[Stored records]

==================================================

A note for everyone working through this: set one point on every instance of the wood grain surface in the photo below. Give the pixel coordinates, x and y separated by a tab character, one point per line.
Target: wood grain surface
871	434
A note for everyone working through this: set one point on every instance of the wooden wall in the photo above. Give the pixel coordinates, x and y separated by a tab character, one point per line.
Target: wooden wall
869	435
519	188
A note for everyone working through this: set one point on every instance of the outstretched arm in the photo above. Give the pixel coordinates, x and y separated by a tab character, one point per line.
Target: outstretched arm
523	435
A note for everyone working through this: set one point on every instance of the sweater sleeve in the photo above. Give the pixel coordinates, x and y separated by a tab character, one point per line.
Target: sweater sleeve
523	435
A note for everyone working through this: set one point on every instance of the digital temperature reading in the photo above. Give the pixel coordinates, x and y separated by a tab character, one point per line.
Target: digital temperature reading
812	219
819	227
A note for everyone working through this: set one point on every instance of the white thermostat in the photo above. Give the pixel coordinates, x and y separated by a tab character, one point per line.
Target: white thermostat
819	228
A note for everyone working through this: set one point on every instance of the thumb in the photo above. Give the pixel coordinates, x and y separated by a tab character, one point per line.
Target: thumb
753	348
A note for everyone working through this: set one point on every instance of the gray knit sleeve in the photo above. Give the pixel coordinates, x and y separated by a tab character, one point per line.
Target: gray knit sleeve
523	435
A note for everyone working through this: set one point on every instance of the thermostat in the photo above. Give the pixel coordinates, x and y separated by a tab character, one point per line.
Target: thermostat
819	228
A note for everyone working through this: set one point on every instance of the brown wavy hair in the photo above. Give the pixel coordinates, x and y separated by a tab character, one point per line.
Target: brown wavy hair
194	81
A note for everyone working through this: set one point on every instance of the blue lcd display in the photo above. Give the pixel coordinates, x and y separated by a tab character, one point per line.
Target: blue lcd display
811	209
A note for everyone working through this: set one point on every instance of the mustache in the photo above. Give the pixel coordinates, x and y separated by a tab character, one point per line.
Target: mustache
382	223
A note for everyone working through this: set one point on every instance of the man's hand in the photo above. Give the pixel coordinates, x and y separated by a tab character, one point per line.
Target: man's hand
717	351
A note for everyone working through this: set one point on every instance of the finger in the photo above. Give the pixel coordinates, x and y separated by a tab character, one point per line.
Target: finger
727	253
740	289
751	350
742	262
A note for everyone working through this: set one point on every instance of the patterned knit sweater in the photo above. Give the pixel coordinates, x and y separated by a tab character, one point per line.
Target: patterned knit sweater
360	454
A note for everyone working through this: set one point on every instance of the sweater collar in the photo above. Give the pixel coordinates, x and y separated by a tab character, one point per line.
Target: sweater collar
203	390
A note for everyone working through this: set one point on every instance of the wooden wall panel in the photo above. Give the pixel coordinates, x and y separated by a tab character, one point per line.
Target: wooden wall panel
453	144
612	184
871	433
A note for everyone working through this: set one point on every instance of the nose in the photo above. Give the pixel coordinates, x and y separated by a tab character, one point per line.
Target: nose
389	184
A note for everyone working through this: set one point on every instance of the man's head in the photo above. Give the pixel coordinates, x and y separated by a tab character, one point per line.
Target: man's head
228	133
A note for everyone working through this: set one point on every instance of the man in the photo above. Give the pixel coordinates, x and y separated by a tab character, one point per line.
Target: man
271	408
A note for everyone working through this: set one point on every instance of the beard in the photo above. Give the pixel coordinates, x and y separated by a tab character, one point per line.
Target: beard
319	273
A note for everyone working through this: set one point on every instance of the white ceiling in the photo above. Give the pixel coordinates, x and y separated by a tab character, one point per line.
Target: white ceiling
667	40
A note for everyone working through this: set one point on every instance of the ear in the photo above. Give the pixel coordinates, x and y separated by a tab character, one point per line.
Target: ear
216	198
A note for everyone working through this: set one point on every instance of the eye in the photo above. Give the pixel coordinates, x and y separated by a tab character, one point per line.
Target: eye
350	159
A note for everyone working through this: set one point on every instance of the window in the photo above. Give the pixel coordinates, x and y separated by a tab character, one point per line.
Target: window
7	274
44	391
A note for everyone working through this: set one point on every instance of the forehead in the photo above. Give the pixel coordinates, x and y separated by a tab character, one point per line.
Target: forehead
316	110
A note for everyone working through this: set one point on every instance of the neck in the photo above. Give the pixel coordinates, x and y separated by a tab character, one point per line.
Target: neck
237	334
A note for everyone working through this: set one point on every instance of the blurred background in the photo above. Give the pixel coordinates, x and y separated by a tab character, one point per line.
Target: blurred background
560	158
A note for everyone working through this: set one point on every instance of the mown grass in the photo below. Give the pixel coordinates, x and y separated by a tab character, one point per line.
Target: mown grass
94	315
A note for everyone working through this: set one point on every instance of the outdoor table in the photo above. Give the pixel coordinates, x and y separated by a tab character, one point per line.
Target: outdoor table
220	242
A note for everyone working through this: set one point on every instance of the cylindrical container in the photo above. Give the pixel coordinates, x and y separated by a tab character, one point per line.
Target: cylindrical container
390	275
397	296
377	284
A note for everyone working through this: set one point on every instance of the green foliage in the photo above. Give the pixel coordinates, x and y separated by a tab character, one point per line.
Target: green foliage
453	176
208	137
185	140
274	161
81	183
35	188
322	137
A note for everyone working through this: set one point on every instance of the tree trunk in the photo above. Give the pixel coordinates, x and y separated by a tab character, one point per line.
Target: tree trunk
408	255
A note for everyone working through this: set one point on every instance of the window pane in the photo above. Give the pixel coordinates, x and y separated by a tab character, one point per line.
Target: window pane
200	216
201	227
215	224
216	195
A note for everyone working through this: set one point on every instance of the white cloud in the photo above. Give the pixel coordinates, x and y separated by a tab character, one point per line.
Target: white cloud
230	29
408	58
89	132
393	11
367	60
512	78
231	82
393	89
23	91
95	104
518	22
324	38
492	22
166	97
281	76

==================================================

Goal of the exercise:
Beginning at the line above with "the sweater sleeve" and finishing at the line with "of the digital", return each line exactly and return nothing else.

Solved problem:
A note for everyone working through this: set one point on every instance of the sweater sleeve in the photo above. Give the pixel coordinates, x and y separated by a tab character, one point per line.
Target: sweater sleeve
523	435
A note for everyone working through this: set one point on every instance of the digital temperature reading in the photo above. Give the pixel coordinates, x and y separated by a tab character, one point per line.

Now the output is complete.